- PROBLÈME POSÉ A: Recopiez le passage de l’extrait fourni allant de « Nous sommes persuadés » jusqu’à « voire sa colère. » inclus.
- PROBLÈME POSÉ B: D’après l’extrait fourni, qu’exprime l’électorat qui ne s’abstient pas ? Énumérez chaque élément.

- EXTRAIT FOURNI:
______

Rouges de colère car les classes populaires ne doivent pas payer la crise du capitalisme.



Verts de rage contre le productivisme qui détruit l’Homme et la planète.



Noirs d’espoir pour une société de justice sociale et d’égalité


dimanche 30 juin 2013

A Jean-Jacques. Pour clarifier le débat et le poursuivre

Le Conseil d’Administration des AES, réuni le 10 juin, a débattu de ta (trop ?) courte contribution qui, pour partie, impute aux AES des opinions qui ne sont pas les leurs, en se focalisant sur un certain nombre de notions employées qui, prises hors de leur contexte, peuvent prêter à confusion. Pour les resituer, il convient de partir de l’analyse qui est la nôtre.

Nous sommes persuadés que la crise du capitalisme, la déroute théorique du néolibéralisme, les vaines tentatives pour s’en accommoder… provoquent dans le champ politique une décomposition-recomposition des « appareils » politiques « traditionnels ». Elle est activée par le rejet, la désaffection de l’électorat à leur égard face à leur « impuissance » apparente à lutter contre le chômage, la désindustrialisation, la précarité… L’électorat, pour les composantes qui ne s’abstiennent pas, se tourne par conséquent vers des solutions plus radicales à « gauche » comme à « droite » et exprime, de manière pour l’heure circonscrite dans le temps et dans l’espace, son mécontentement, sa protestation, voire sa colère.

______

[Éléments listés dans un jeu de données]
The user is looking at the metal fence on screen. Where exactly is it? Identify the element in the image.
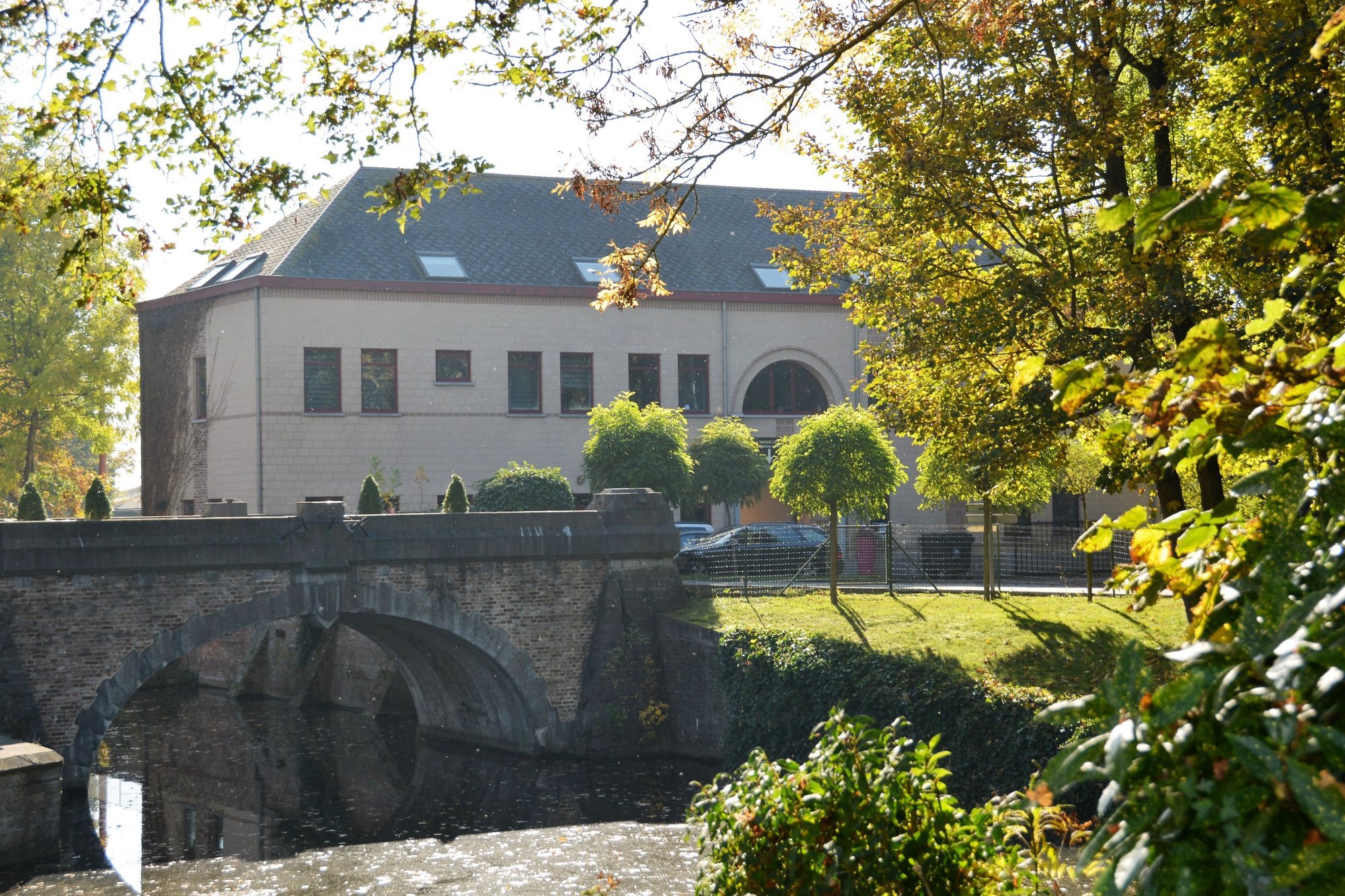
[678,524,1130,594]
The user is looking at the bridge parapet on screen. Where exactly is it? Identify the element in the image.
[0,489,678,576]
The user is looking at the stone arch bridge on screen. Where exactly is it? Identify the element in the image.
[0,490,681,787]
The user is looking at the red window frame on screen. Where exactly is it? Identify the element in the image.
[504,351,543,414]
[359,348,399,414]
[561,351,593,417]
[434,348,472,382]
[304,345,342,414]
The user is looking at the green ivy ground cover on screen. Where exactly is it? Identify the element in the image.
[672,592,1186,694]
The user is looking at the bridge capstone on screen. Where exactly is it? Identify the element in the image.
[0,490,679,786]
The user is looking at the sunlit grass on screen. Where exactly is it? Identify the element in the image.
[672,592,1186,694]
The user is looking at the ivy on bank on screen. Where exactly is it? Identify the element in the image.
[720,628,1073,803]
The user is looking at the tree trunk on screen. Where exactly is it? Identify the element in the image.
[827,503,841,604]
[1196,455,1224,510]
[23,410,38,482]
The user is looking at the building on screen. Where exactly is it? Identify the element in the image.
[137,168,1124,526]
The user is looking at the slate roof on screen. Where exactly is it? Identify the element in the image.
[169,168,834,294]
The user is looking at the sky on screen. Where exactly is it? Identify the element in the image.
[116,7,845,491]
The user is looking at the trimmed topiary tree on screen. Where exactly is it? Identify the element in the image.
[19,481,47,521]
[355,474,383,514]
[85,477,112,520]
[444,474,471,514]
[476,460,574,513]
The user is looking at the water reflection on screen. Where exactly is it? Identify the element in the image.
[21,690,713,891]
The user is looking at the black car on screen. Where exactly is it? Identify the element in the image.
[677,524,827,579]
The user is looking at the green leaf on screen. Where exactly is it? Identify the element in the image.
[1009,355,1046,395]
[1075,514,1114,555]
[1050,358,1107,414]
[1177,317,1239,376]
[1177,524,1219,555]
[1098,194,1135,233]
[1112,505,1149,529]
[1135,187,1182,253]
[1287,759,1345,842]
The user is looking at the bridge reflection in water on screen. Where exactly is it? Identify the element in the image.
[69,689,714,891]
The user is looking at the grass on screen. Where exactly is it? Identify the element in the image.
[672,592,1186,696]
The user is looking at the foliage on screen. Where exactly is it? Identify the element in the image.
[355,474,383,514]
[1046,167,1345,893]
[720,628,1069,802]
[771,403,907,517]
[584,391,695,503]
[475,460,574,513]
[17,479,47,521]
[689,417,771,507]
[916,438,1059,509]
[443,474,467,514]
[687,710,1017,896]
[83,477,112,520]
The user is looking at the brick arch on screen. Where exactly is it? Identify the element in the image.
[65,576,560,787]
[725,345,846,414]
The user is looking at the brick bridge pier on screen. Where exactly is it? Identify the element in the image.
[0,490,681,787]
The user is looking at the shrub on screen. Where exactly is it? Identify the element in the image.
[19,482,47,521]
[85,477,112,520]
[443,474,467,514]
[355,475,383,514]
[720,628,1072,802]
[689,712,1017,895]
[476,460,574,513]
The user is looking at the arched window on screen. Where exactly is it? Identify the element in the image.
[742,360,827,414]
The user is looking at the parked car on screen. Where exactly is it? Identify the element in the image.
[672,524,714,548]
[677,524,827,579]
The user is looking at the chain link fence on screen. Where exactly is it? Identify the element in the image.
[678,524,1130,595]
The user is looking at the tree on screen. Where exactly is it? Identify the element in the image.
[355,474,383,514]
[476,460,574,513]
[584,391,695,503]
[19,482,47,521]
[687,417,771,524]
[771,403,907,604]
[83,477,112,520]
[444,474,467,514]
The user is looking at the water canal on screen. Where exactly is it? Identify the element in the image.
[0,689,714,895]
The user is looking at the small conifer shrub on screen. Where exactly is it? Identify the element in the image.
[85,477,112,520]
[19,481,47,521]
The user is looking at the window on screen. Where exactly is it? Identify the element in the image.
[574,258,616,284]
[561,351,593,414]
[629,355,663,407]
[508,351,542,414]
[677,355,710,414]
[434,348,472,382]
[416,251,467,280]
[742,360,827,414]
[304,348,340,414]
[195,358,208,419]
[752,265,794,289]
[359,348,397,414]
[215,251,266,282]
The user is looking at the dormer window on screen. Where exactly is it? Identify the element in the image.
[752,265,794,289]
[187,261,234,289]
[573,258,616,284]
[215,251,266,282]
[416,251,467,280]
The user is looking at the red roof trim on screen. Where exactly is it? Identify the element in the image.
[136,274,841,311]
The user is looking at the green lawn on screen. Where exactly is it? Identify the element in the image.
[672,592,1186,696]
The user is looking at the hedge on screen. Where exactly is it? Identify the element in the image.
[720,628,1091,809]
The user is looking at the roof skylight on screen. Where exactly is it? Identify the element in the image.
[573,258,616,282]
[752,265,794,289]
[215,251,266,282]
[416,251,467,280]
[187,261,234,289]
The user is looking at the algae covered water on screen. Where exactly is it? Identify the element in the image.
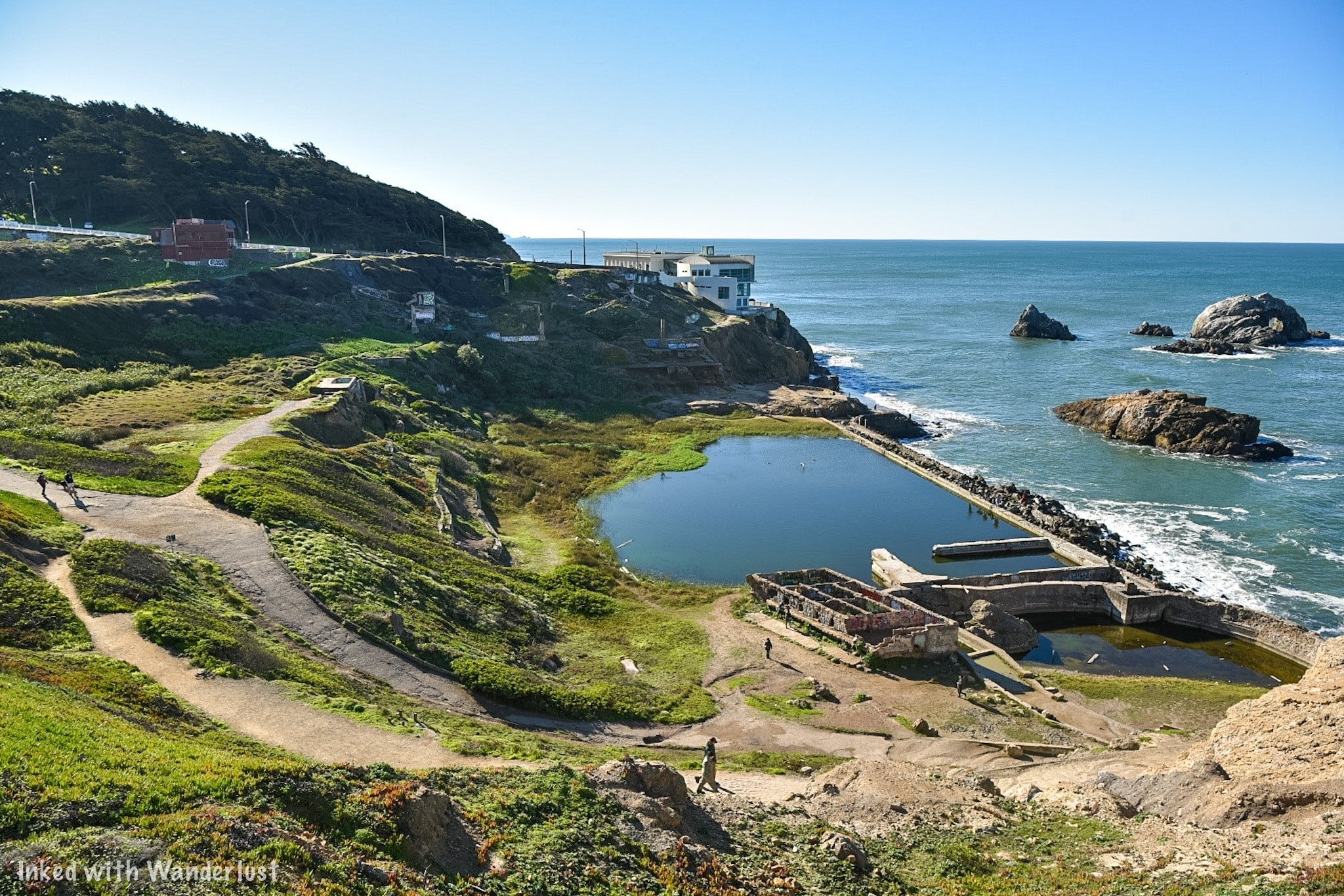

______

- RÉPONSE COMPLÈTE A:
Nous sommes persuadés que la crise du capitalisme, la déroute théorique du néolibéralisme, les vaines tentatives pour s’en accommoder… provoquent dans le champ politique une décomposition-recomposition des « appareils » politiques « traditionnels ». Elle est activée par le rejet, la désaffection de l’électorat à leur égard face à leur « impuissance » apparente à lutter contre le chômage, la désindustrialisation, la précarité… L’électorat, pour les composantes qui ne s’abstiennent pas, se tourne par conséquent vers des solutions plus radicales à « gauche » comme à « droite » et exprime, de manière pour l’heure circonscrite dans le temps et dans l’espace, son mécontentement, sa protestation, voire sa colère.

- RÉPONSE COMPLÈTE B:
son mécontentement
sa protestation
sa colère